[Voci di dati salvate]
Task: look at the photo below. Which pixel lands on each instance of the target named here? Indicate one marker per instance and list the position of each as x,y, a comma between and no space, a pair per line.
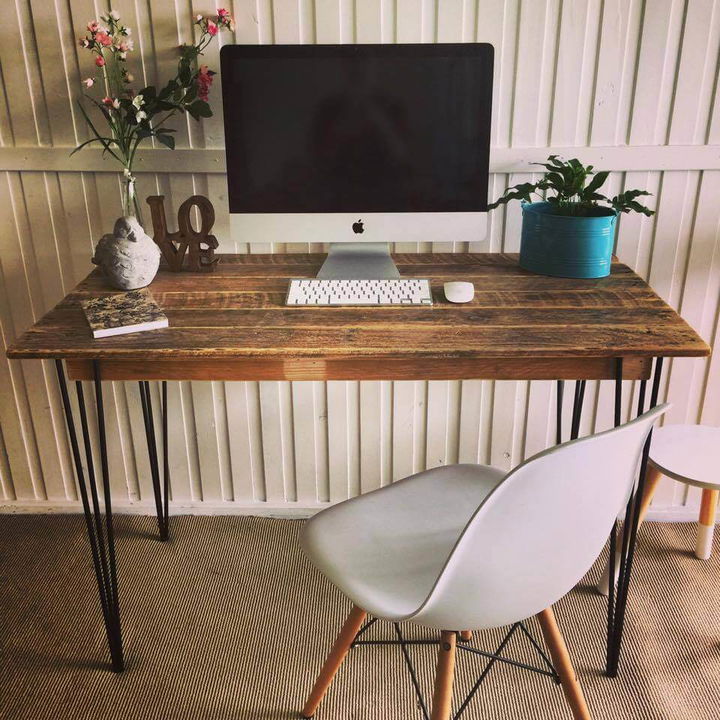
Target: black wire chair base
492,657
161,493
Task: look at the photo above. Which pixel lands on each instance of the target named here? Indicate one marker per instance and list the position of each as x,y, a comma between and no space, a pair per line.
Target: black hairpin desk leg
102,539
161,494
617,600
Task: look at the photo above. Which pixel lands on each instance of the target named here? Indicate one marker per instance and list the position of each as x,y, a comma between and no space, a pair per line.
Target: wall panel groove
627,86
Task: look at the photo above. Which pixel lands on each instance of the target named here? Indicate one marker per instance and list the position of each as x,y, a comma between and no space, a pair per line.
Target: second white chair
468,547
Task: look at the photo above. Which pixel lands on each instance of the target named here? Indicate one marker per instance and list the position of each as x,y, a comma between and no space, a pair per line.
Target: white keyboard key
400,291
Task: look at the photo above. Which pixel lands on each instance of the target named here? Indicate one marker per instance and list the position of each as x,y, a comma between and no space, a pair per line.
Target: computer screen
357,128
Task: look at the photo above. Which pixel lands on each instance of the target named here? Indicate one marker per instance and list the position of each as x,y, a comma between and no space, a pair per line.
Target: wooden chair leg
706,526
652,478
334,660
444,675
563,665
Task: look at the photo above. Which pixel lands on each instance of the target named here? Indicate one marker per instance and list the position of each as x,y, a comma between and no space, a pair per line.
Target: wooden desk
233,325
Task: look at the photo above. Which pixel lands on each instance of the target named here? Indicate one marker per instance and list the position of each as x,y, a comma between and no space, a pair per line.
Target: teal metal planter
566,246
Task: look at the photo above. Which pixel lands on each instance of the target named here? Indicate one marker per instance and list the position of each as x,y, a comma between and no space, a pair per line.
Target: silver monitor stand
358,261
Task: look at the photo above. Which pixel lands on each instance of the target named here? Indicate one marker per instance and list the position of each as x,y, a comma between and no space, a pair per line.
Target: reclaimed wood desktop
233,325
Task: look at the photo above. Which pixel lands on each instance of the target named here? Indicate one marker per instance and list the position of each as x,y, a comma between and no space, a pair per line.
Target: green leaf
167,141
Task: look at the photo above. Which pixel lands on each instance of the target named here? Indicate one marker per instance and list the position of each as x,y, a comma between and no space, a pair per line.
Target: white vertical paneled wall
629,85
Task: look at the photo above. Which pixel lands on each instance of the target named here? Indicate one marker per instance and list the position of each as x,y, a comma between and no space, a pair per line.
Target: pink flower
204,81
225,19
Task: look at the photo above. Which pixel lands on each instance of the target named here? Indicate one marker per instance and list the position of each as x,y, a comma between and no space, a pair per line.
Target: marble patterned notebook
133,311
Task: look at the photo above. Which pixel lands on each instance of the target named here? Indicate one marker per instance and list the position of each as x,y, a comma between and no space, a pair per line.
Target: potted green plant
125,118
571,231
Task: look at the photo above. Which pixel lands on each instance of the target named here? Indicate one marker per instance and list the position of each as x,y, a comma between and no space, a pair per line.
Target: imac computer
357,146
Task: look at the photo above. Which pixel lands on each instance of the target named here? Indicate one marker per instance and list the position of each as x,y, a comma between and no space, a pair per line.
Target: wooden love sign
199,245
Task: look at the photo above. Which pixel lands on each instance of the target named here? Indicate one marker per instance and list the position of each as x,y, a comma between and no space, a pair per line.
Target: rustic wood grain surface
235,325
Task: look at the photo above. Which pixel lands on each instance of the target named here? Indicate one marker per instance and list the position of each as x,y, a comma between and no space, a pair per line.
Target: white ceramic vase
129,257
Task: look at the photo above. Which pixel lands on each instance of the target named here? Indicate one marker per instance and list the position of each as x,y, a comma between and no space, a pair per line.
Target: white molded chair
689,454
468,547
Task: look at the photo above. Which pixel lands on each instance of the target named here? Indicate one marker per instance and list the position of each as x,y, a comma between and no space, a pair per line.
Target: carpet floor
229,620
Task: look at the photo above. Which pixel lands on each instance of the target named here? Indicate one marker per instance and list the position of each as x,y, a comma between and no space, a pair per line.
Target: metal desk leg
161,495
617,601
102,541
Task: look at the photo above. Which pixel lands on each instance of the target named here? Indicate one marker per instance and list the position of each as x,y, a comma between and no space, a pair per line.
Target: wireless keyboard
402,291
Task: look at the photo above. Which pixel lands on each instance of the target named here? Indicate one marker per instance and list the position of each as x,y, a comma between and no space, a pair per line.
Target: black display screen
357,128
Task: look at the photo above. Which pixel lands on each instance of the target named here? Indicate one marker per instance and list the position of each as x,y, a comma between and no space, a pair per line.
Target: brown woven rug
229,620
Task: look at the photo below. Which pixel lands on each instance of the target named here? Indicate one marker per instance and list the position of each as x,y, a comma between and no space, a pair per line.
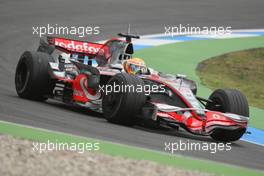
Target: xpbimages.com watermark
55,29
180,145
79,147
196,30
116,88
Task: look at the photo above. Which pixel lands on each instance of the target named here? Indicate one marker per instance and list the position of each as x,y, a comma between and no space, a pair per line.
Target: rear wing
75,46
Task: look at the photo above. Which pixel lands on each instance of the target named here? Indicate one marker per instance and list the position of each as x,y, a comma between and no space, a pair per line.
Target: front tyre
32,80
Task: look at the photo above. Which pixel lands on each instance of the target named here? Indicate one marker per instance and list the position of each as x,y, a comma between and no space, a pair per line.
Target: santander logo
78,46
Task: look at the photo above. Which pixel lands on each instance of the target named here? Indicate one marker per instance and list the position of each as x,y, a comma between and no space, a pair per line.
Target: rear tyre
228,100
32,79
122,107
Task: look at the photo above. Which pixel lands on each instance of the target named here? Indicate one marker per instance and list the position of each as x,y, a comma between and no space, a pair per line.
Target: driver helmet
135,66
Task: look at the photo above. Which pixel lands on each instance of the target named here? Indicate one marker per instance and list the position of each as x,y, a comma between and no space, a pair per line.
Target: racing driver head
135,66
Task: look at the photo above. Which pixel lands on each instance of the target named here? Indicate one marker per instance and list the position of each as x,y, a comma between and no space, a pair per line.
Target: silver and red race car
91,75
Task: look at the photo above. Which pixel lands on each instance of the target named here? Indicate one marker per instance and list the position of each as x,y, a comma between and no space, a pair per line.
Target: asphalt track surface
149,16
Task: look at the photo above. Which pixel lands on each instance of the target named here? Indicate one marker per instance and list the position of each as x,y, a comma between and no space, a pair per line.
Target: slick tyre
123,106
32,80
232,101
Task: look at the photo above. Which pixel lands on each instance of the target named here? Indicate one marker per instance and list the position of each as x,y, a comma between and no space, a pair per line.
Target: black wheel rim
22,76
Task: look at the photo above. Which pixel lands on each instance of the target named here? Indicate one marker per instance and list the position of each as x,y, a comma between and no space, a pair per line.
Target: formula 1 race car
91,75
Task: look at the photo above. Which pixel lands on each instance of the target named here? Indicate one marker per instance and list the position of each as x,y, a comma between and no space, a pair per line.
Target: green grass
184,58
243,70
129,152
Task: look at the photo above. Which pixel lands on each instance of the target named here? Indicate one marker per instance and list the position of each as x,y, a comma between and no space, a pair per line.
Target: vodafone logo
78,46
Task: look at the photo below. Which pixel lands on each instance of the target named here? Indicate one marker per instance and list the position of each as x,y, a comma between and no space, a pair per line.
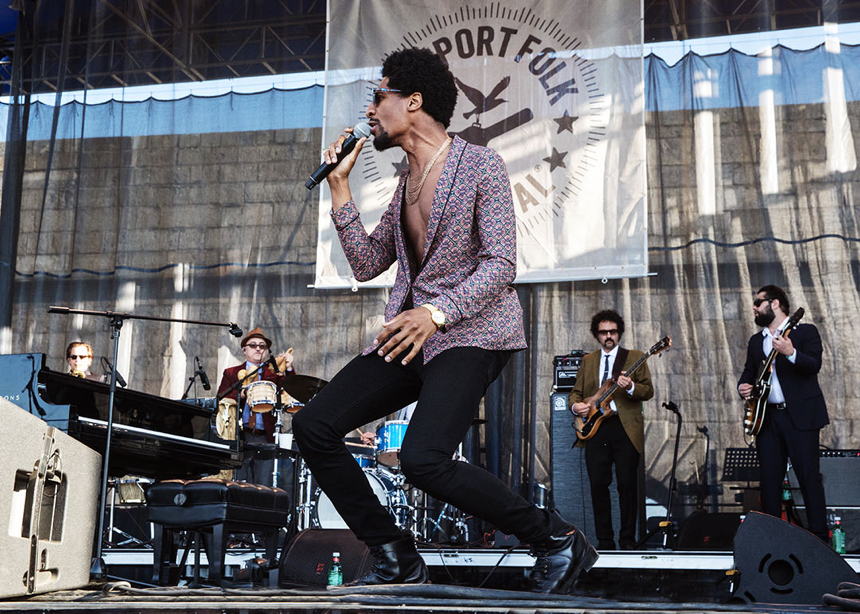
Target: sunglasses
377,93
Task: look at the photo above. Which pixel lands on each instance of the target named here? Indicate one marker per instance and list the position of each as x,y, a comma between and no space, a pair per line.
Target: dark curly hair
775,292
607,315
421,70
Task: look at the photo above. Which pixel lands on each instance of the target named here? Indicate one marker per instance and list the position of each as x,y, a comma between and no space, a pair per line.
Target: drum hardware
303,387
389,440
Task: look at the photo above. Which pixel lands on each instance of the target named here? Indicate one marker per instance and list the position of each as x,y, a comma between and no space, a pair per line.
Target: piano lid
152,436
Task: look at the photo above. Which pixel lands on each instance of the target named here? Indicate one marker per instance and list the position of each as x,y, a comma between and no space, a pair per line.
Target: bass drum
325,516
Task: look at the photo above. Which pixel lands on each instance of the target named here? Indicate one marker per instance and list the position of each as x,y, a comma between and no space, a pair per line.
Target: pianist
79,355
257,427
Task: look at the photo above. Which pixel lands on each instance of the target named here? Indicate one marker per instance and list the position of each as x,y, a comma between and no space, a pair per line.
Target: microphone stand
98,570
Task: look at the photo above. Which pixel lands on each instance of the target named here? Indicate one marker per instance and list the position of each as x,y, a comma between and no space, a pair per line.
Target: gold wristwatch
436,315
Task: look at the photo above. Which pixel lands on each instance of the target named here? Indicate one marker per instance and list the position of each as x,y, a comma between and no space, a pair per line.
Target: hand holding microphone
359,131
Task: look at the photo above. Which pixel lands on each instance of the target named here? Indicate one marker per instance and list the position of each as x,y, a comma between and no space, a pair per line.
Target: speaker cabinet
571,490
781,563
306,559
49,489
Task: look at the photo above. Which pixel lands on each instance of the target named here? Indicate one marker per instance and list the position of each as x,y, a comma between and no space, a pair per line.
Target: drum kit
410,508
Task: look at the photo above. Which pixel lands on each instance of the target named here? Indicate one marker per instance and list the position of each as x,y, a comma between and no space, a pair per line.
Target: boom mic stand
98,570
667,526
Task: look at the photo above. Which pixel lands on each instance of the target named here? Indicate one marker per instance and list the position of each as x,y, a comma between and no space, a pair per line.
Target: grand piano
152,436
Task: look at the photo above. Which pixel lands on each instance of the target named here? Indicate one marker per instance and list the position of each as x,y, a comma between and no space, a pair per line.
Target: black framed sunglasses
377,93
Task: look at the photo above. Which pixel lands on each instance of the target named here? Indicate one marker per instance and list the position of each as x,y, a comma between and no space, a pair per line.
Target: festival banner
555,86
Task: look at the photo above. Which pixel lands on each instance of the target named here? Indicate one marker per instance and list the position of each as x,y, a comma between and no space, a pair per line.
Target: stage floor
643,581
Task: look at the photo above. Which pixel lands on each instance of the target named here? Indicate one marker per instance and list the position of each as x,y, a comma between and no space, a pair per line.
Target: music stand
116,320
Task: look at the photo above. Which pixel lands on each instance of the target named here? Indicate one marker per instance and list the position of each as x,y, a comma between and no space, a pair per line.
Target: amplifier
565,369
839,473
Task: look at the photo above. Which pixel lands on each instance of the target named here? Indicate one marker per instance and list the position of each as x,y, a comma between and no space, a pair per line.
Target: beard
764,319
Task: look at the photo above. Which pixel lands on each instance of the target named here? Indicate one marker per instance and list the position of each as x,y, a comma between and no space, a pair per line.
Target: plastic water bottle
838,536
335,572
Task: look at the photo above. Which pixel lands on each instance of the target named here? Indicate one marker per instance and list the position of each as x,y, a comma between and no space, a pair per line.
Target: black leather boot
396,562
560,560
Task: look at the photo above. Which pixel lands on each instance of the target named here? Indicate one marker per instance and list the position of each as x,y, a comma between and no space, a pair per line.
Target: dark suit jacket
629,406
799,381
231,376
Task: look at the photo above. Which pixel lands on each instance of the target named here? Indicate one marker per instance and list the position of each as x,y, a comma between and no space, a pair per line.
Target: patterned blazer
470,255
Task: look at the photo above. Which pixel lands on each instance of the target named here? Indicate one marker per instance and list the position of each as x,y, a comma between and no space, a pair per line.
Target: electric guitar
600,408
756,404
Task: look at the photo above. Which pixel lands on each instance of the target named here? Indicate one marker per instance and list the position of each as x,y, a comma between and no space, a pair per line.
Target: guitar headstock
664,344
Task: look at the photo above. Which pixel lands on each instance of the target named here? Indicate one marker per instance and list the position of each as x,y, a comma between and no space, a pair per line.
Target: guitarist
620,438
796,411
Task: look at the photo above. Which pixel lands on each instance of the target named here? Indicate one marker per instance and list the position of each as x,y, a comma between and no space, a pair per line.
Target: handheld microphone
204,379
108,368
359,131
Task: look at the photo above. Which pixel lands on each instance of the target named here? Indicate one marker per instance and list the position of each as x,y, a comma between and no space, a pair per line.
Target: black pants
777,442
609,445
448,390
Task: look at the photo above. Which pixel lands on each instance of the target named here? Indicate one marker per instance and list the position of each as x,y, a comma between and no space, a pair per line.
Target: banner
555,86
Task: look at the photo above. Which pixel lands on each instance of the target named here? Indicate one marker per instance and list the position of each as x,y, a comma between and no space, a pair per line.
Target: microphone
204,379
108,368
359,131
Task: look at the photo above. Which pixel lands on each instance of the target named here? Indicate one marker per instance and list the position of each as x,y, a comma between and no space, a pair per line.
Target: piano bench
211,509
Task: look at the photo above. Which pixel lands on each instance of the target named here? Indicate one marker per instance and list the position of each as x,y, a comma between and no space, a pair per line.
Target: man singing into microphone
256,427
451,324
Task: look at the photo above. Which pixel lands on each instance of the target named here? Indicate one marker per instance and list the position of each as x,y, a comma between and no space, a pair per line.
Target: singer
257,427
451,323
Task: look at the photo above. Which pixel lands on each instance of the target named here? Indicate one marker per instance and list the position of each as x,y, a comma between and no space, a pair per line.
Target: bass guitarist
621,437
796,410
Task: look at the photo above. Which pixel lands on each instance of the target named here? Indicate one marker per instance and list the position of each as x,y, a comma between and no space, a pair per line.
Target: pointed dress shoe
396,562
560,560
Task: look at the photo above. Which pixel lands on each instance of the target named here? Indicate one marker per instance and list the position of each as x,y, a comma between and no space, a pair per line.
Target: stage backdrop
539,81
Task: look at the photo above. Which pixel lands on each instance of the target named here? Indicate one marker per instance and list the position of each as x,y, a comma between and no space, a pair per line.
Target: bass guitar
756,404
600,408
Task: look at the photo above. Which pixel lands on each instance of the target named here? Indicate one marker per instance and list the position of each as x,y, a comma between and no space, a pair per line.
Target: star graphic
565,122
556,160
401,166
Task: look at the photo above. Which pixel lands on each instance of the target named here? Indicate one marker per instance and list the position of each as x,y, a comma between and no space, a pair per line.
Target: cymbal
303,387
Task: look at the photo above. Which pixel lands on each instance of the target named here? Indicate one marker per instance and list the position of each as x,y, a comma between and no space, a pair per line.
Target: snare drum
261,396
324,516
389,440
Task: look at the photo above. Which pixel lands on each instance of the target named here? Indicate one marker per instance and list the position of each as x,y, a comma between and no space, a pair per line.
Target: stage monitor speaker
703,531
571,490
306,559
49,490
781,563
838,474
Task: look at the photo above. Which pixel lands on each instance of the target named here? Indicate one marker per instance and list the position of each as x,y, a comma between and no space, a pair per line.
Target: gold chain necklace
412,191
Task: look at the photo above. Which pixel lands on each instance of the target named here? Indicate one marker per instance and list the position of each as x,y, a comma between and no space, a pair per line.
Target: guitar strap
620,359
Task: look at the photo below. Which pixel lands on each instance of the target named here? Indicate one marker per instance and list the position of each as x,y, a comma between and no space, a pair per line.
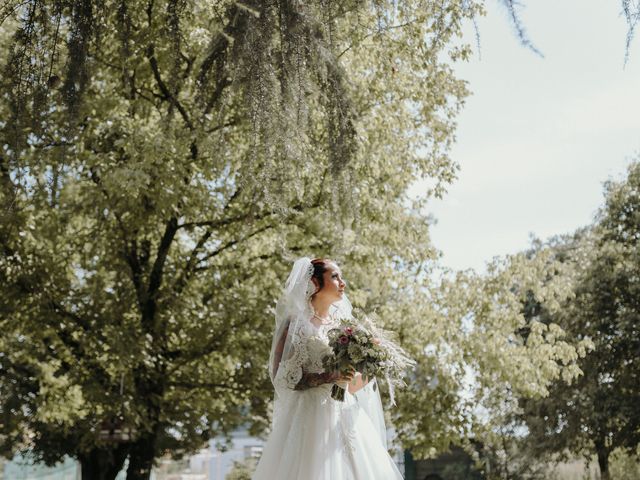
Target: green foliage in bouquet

### OBIETTIVO DELL'ESERCIZIO
Elenca, copiandole per intero, tutte le righe delle voci in cui compare la parola "driver".

### RISPOSTA AL COMPITO
Target: driver helmet
Target: racing driver head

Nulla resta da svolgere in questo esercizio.